> **What the task asks**:
Set down every record once more, exactly as given.

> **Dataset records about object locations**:
● ● ●

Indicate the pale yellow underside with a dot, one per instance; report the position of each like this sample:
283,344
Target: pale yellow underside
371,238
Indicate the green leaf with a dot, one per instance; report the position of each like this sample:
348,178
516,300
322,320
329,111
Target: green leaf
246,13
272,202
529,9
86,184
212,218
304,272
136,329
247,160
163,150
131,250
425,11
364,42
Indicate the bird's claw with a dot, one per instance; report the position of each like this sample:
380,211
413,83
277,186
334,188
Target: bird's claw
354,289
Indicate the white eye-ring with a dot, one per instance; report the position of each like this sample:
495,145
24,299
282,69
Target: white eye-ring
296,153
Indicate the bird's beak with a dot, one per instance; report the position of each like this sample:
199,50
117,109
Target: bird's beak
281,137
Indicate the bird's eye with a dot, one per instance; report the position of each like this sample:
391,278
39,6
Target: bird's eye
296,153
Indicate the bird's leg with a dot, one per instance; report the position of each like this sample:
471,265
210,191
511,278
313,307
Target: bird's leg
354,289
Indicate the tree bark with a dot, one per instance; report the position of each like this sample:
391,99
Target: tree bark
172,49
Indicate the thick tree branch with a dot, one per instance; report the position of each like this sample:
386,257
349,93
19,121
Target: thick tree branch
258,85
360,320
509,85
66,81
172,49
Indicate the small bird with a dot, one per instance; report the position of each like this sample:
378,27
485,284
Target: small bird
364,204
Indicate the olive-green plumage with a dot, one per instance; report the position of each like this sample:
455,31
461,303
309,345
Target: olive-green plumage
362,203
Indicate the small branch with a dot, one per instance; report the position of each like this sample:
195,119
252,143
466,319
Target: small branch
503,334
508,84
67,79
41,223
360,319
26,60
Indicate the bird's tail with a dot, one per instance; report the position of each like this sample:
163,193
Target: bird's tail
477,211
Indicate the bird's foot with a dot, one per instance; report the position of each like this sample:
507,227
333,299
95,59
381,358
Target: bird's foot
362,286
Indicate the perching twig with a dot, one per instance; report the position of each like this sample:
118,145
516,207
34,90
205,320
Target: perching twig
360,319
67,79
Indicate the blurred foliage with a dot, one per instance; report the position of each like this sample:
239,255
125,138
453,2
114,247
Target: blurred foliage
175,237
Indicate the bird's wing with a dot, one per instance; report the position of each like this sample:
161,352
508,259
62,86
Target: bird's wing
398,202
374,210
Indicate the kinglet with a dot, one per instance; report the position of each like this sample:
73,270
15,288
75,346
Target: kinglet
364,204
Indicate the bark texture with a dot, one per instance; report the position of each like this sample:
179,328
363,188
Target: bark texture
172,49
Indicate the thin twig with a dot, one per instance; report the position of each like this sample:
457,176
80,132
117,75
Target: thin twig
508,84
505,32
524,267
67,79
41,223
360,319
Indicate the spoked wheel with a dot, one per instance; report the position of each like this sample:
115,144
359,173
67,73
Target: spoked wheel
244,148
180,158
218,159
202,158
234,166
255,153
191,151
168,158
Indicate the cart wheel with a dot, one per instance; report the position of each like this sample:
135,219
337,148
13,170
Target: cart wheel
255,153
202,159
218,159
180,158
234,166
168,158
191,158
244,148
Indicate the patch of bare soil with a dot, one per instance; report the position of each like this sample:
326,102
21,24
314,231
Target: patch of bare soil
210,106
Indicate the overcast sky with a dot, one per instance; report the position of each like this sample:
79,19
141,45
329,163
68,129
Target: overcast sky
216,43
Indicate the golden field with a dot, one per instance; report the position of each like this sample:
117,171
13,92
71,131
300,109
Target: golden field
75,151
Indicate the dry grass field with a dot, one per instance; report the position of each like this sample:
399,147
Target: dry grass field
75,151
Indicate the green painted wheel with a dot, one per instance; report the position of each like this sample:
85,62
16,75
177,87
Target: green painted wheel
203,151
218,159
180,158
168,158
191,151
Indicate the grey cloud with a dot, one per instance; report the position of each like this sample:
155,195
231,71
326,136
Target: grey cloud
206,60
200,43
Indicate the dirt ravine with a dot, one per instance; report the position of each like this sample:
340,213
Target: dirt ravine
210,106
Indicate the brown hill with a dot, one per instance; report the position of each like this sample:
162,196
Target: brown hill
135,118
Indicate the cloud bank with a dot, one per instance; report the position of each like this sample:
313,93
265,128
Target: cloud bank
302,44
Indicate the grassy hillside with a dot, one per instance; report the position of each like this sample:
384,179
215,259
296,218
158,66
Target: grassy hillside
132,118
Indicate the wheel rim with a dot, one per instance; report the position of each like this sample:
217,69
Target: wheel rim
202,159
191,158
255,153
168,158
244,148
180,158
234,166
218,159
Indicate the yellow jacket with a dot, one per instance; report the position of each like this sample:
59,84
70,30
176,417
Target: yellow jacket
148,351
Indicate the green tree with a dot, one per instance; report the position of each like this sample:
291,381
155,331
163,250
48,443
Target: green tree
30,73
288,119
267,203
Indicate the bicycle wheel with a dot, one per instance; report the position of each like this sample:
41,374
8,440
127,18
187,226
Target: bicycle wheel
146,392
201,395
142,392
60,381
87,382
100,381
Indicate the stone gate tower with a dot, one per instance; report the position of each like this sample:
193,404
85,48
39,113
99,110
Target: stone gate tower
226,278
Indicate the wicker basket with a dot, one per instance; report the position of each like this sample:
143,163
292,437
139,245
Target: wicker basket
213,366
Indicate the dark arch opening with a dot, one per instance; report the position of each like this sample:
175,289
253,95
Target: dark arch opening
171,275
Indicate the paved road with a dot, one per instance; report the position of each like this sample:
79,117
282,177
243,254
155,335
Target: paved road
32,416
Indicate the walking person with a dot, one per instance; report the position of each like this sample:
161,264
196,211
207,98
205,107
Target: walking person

● ● ●

> **Answer for this exercise**:
Indicate the pale yellow underside with a dot, one per instance; report the position of each like this sample:
283,344
Target: pale yellow underside
371,238
Indicate the green leaf with a dot, one per instance; report the position of each like this sample:
348,178
516,300
322,320
329,111
Target: green leaf
246,13
272,202
529,9
86,184
212,218
304,272
136,329
247,160
163,150
131,250
425,11
364,42
Indicate the bird's claw with a dot, one per instance; report the position of each like this sample:
380,211
413,83
277,186
334,188
Target: bird's claw
354,289
Indicate the white eye-ring with a dot, one per instance; report the position of each like this sample:
495,145
24,299
282,69
Target: white eye-ring
296,153
Indicate the bird's beak with a dot, one per instance; report the position of each like this sample:
199,50
117,109
Target: bird's beak
281,137
Indicate the bird's eye with a dot, one per instance; report the position of each like this sample:
391,278
39,6
Target: bird's eye
296,153
Indicate the bird's leg with a dot, one per instance; report the position of each like this sample:
471,265
210,191
511,278
313,307
Target: bird's leg
354,289
Indicate the tree bark with a dot, one per instance; report the position of each like this sample:
391,99
Target: tree bark
172,49
Indicate the thick tree branch with a dot, one per instance; report the position of each like this sample:
386,257
349,93
19,121
Target: thick tree branch
258,85
360,320
509,85
66,81
172,49
Indicate the small bird with a dot, one per instance; report the position of each like this sample:
378,27
485,284
Target: small bird
364,204
Indicate the olive-green plumage with a dot, one per instance; report the position of each like this sample:
455,31
461,303
309,345
Target: olive-green plumage
362,203
Indicate the small branch with a dot, one per instance; report the position of each like this sample:
195,119
252,143
466,319
Target: small branch
503,334
508,84
67,79
41,223
360,319
26,60
Indicate the bird's tail with a dot, one per instance; report the position of each like this sample:
163,193
Target: bird's tail
477,211
Indicate the bird's foot with a dot, one per instance; report the position of each like this sample:
507,227
333,299
95,59
381,358
Target: bird's foot
362,286
Indicate the perching twig with a dot, one per instance; report the position of each like this sample:
118,145
516,207
34,90
205,320
Target: perching twig
360,319
67,79
Indicate the blurred foliage with a dot, one per instance; report the position of each like this sample:
239,255
125,138
453,2
114,247
Target: blurred foliage
175,237
Indicate the bird's wing with a dot, one per instance; report the position of each like this sample:
161,352
508,259
62,86
Target: bird's wing
398,202
374,210
Indicate the kinglet with a dot, one per instance; report the position of each like this sample:
73,270
15,288
75,346
Target: kinglet
364,204
Indicate the bark texture with a dot, one per instance; report the position of each like this sample:
179,328
363,188
Target: bark texture
172,49
Indicate the thin twig with a dot, one per instance; report the position of each like this sample:
457,176
80,132
117,75
Target: thin twig
508,84
505,32
524,267
67,79
41,223
360,319
Indicate the spoked wheel with a dot, one per instance; report the position of each like this sample:
115,144
359,173
67,73
Target: spoked wheel
244,148
180,158
218,159
202,158
234,166
255,153
191,151
168,158
Indicate the cart wheel with a dot, one per instance; report the position of each like this sample:
135,219
337,148
13,170
Target: cart wheel
255,153
202,159
218,159
180,158
234,166
168,158
191,158
244,148
Indicate the patch of bare soil with a dot, one per instance; report the position of each like this sample:
326,102
21,24
314,231
Target: patch of bare soil
210,106
Indicate the overcast sky with a dot, one per instance; report the position of each like this sample:
79,19
141,45
329,163
68,129
Target: overcast sky
216,43
Indicate the golden field with a dot, one per instance; report the position of each like this sample:
117,171
13,92
71,131
300,109
Target: golden field
75,151
Indicate the dry grass field with a dot, one per instance; report the position of each like this sample:
399,147
Target: dry grass field
75,151
Indicate the green painted wheel with a dot, one per instance; report the position of each like this sample:
85,62
16,75
177,87
Target: green painted wheel
203,151
218,159
180,158
168,158
191,151
Indicate the grey cloud with a dot, one per instance; report the position of each like this sample:
155,195
231,71
326,136
Target: grey cloud
206,60
200,43
Indicate the dirt ravine with a dot, one per instance; report the position of each like this sample:
340,213
Target: dirt ravine
210,106
Indicate the brown hill with a dot, one per instance; report the position of each like this sample:
162,196
Target: brown hill
135,118
Indicate the cloud bank with a dot, one per instance; report the position of each like this sample:
313,93
265,128
Target: cloud bank
302,44
Indicate the grassy hillside with a dot, one per instance; report the position of each like this sample:
384,179
215,259
296,218
158,66
Target: grassy hillside
132,118
Indicate the wheel rim with a dot, one per instance; report the position of each like this sample:
217,69
Target: wheel rim
202,159
191,158
255,153
168,158
244,148
180,158
234,166
218,159
Indicate the yellow jacket with a dot, one per instance; report the position of each like this sample:
59,84
70,30
176,417
Target: yellow jacket
148,351
Indicate the green tree with a dot, one per instance; report the position of each like this sample:
291,381
155,331
163,250
48,443
Target: green tree
30,73
288,119
267,203
Indicate the bicycle wheel with a dot, one per instance; report the position of each like this sample:
41,374
8,440
127,18
187,226
Target: bicycle wheel
146,392
201,395
142,392
60,381
87,382
100,381
Indicate the stone gate tower with a dot, one per instance; report the position of each like this sample:
193,404
85,48
39,113
99,110
Target: stone gate tower
226,278
Indicate the wicker basket with a dot, one per instance; report the position of each like this sample:
143,163
292,437
139,245
Target: wicker basket
213,366
Indicate the dark arch opening with a dot, one per instance; report the position of each like this sample:
175,289
253,95
Target: dark arch opening
171,275
Indicate the paved road with a dot, one per instance; report the position of each like this sample:
79,117
282,177
243,254
155,335
Target: paved road
32,416
Indicate the walking person with a dot, one per instance; report the position of each like this sample:
161,264
196,211
207,98
205,107
Target: walking person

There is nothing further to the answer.